Prompt 1
Translate this sentence from the passage on lung cancer in women into Spanish: "Now for the first time there is hope that women are getting the message."
Prompt 2
From the passage on lung cancer in women, echo the part from "Now for the" to "striking upward trend." word for word.
Prompt 3
Extend the passage on lung cancer in women by writing what follows its final sentence.

Text excerpt

━━━━━━━━

Conventional wisdom for the last fifteen years has been that lung cancer was becoming a disease of women as well as men.
The graph (below) illustrates a monotonous increase in incidence of lung cancer in women through the end of the 1990’s to the point where the gender-specific curves appeared to be converging. Conventional wisdom was that men had gotten the message and had given up smoking but women lagged behind.
Now for the first time there is hope that women are getting the message. In a recent report from the National Cancer Institute (Kohler et al J Natl Cancer Inst 2011;103:1–23) there is evidence that a decade after the trend was first seen in men, between 2003 and 2007 there was a slight but significant decrease in the death rate from lung cancer among women. Whereas from 1975-2003 the death rate from lung cancer had almost doubled, from 2003-2007 the annual death rate fell by 0.9% per year, or 3.6% overall. One could argue that this is not much of an improvement, but it reversed a striking upward trend.

━━━━━━━━

Data listing
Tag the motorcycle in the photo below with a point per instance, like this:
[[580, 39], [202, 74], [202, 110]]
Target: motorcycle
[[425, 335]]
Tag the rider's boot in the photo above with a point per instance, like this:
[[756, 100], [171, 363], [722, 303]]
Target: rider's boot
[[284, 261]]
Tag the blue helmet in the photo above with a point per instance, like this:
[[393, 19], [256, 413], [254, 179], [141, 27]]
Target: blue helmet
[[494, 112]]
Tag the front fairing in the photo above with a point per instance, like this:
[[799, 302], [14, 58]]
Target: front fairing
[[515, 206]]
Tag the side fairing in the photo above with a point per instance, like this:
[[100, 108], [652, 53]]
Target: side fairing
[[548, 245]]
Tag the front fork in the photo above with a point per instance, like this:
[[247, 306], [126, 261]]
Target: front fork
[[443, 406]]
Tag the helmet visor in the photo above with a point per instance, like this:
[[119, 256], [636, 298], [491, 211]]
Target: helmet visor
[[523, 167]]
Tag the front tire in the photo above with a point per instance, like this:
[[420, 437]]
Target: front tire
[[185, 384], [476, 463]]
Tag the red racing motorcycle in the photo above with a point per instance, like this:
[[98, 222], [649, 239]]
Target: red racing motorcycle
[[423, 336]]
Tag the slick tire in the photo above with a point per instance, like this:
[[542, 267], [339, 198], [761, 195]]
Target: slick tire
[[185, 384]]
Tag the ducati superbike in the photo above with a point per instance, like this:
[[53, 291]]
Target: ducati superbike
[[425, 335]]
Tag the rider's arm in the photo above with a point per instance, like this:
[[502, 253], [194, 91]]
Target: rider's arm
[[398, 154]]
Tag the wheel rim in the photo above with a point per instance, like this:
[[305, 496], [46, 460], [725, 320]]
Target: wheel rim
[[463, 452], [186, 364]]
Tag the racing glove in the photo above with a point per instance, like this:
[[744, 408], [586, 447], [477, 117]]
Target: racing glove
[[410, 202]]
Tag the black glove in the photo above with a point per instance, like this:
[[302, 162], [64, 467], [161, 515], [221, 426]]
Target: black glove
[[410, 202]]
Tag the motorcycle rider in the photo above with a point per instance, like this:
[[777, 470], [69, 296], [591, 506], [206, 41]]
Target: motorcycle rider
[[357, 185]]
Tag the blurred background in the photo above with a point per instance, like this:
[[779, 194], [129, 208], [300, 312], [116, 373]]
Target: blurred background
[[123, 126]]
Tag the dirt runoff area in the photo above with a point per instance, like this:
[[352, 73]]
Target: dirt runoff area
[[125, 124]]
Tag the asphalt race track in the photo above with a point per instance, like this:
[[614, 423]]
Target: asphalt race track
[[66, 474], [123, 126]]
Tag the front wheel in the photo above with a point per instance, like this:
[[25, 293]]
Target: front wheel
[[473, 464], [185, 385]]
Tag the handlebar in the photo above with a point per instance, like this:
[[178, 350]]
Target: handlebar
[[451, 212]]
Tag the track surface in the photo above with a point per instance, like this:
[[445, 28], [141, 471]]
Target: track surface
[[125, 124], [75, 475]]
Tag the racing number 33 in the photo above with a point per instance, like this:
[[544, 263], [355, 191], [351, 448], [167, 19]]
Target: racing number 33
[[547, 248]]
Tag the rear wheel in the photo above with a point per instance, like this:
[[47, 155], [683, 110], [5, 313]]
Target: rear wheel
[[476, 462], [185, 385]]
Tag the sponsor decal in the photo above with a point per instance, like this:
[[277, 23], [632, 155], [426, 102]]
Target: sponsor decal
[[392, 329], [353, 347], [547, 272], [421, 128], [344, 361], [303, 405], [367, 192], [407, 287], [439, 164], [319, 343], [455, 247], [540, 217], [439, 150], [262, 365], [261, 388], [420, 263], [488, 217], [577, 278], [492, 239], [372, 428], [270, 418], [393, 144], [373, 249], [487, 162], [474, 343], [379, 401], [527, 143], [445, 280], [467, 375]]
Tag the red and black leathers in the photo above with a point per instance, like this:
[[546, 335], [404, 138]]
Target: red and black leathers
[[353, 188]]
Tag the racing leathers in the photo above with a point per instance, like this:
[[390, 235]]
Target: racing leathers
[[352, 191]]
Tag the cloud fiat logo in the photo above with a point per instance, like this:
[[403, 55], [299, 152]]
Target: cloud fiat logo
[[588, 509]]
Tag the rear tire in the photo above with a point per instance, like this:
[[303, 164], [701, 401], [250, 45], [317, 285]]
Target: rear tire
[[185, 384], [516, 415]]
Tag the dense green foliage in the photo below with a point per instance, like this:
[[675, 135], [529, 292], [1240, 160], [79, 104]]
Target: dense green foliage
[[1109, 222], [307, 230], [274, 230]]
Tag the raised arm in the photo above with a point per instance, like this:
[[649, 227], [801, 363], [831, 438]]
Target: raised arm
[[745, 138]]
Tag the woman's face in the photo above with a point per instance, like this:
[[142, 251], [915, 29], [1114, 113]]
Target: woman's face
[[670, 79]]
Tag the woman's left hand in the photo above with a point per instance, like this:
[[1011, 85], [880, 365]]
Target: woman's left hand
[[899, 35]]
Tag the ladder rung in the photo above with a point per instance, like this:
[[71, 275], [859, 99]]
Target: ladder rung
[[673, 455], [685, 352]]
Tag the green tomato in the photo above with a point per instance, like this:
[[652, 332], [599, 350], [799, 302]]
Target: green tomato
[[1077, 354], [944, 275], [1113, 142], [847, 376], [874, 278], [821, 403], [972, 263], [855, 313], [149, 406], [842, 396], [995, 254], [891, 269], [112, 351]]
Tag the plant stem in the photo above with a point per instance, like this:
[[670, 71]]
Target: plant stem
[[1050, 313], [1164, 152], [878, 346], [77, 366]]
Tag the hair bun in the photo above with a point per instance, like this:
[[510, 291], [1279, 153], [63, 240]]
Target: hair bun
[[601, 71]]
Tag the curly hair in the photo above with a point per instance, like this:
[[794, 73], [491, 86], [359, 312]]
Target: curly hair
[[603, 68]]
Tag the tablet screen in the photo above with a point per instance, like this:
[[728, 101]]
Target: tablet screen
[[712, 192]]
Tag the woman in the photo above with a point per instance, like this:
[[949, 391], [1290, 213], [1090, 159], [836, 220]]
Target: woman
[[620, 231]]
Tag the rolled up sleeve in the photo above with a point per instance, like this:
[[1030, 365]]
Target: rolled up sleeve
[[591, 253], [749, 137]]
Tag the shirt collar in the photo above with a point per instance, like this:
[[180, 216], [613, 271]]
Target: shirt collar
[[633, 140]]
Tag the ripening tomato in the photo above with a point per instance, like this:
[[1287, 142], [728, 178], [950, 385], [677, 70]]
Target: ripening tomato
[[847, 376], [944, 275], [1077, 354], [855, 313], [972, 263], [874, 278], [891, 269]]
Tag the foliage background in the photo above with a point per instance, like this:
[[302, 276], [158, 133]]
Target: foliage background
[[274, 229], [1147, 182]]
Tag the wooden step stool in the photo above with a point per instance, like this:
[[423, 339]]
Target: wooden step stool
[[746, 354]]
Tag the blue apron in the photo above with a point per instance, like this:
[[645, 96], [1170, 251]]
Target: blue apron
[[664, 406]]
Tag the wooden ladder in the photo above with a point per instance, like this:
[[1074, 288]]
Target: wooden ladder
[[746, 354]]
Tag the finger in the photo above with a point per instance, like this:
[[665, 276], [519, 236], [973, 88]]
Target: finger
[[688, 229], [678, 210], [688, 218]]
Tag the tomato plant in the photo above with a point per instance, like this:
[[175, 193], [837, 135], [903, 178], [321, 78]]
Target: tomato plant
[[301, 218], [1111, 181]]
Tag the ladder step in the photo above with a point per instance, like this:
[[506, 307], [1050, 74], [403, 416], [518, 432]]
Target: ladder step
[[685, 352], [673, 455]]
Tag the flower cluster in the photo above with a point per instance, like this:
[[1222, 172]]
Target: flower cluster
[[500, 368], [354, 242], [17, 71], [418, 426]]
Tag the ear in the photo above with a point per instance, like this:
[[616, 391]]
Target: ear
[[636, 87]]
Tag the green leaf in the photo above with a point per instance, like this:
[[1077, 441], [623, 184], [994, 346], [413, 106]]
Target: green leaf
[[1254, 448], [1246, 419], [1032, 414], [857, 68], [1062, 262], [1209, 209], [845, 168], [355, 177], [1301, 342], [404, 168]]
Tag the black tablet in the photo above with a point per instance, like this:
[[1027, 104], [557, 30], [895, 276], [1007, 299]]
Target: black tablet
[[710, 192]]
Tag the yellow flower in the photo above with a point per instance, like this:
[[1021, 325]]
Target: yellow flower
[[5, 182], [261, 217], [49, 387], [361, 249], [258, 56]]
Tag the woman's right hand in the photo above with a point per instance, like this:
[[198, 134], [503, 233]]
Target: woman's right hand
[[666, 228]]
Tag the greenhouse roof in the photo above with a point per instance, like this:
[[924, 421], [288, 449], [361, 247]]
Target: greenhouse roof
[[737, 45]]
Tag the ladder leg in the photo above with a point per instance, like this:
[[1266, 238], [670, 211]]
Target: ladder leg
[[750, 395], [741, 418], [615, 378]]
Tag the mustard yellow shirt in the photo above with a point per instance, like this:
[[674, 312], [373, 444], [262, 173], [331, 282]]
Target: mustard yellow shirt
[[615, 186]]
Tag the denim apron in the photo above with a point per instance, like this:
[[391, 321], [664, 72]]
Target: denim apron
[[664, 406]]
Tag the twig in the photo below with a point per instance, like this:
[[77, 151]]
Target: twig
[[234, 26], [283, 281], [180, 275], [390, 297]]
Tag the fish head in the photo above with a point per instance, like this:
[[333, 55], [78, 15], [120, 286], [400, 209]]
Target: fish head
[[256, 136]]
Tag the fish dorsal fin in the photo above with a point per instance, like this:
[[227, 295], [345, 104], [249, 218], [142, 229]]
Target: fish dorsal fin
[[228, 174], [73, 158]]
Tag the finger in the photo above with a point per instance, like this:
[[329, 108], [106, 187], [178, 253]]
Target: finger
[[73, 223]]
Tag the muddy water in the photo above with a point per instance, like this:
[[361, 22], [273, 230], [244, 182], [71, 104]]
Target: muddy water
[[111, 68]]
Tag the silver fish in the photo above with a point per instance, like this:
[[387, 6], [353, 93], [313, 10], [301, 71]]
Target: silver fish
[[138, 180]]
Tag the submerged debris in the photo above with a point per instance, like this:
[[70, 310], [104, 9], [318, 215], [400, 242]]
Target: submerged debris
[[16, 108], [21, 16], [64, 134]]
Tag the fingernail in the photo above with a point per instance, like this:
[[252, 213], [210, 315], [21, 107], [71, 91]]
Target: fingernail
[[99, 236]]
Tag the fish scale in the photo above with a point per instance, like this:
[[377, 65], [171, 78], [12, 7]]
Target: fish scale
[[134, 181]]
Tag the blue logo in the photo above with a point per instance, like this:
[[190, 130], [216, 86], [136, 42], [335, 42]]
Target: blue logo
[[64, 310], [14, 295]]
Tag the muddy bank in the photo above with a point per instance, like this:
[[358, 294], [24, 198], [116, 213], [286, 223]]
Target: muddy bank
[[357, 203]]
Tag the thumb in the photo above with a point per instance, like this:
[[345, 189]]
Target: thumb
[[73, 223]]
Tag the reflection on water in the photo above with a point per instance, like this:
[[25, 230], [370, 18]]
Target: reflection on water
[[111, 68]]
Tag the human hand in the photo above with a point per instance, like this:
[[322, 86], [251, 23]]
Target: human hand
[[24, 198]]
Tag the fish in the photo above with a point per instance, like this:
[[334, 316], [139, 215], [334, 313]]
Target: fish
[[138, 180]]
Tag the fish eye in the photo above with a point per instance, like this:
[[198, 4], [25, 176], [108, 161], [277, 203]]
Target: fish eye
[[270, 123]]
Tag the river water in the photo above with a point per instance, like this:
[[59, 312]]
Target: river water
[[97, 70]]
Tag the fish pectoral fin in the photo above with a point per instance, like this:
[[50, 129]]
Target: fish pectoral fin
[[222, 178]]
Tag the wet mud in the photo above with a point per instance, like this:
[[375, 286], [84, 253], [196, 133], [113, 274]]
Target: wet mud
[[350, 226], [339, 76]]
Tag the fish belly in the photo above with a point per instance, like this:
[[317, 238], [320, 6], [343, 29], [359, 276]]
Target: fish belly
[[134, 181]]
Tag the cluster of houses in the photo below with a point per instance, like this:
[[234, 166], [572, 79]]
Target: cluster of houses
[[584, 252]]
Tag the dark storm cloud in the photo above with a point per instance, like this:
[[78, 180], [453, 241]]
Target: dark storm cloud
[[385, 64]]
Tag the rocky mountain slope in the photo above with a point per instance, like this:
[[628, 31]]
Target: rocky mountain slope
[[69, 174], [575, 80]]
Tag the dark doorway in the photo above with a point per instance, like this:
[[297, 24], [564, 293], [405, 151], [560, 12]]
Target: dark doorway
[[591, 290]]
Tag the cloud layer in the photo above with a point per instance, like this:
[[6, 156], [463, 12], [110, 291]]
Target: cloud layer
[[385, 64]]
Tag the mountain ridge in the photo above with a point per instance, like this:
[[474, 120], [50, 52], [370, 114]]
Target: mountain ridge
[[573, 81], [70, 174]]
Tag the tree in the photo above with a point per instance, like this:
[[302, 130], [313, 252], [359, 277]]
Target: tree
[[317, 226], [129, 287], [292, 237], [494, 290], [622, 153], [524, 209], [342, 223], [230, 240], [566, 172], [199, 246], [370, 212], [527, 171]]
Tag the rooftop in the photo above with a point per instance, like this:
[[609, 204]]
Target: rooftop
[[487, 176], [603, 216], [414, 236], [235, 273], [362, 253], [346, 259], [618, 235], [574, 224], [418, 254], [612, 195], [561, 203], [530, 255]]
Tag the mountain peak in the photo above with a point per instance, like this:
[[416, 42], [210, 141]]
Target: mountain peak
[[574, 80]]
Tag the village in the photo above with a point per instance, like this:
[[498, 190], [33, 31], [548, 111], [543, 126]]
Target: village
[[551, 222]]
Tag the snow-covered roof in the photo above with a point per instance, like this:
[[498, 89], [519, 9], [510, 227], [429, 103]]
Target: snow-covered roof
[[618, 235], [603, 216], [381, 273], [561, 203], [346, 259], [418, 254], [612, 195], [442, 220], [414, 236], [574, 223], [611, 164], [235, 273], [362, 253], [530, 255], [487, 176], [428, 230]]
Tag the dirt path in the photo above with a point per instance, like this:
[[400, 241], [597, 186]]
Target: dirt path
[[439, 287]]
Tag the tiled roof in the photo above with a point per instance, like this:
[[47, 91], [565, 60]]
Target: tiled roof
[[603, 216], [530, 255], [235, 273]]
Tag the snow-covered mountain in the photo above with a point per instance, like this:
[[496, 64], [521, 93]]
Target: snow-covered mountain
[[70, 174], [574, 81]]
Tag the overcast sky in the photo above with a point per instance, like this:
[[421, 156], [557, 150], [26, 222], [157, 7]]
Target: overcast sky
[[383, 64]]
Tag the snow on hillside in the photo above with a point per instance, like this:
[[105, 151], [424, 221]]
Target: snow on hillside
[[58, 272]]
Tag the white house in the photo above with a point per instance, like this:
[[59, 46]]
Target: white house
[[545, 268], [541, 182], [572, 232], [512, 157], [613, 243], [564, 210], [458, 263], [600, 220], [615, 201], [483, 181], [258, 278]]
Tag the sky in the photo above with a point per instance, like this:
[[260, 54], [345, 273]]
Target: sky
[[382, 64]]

━━━━━━━━

Answer space 1
Ahora, por primera vez, hay esperanza de que las mujeres estén captando el mensaje.

Answer space 2
Now for the first time there is hope that women are getting the message. In a recent report from the National Cancer Institute (Kohler et al J Natl Cancer Inst 2011;103:1–23) there is evidence that a decade after the trend was first seen in men, between 2003 and 2007 there was a slight but significant decrease in the death rate from lung cancer among women. Whereas from 1975-2003 the death rate from lung cancer had almost doubled, from 2003-2007 the annual death rate fell by 0.9% per year, or 3.6% overall. One could argue that this is not much of an improvement, but it reversed a striking upward trend.

Answer space 3
Since the treatment of lung cancer has resulted in only modest gains in survival, the improvement in mortality has to be ascribed to a lower incidence. The obvious change is in women who smoke. However, several authorities have noted that women born in the 1950’s and ‘60’s smoke have continued to smoke in higher numbers than women born in the ‘30’s and ‘40’s. Epidemiologists fear that the downward trend recently seen could be reversed by 2025 when these women would be expected to get lung cancer.
Nonetheless, it appears that the lung cancer epidemic in women is slowing down just a bit. Let’s hope that continued heightened awareness of the dangers of smoking prevails in the long run.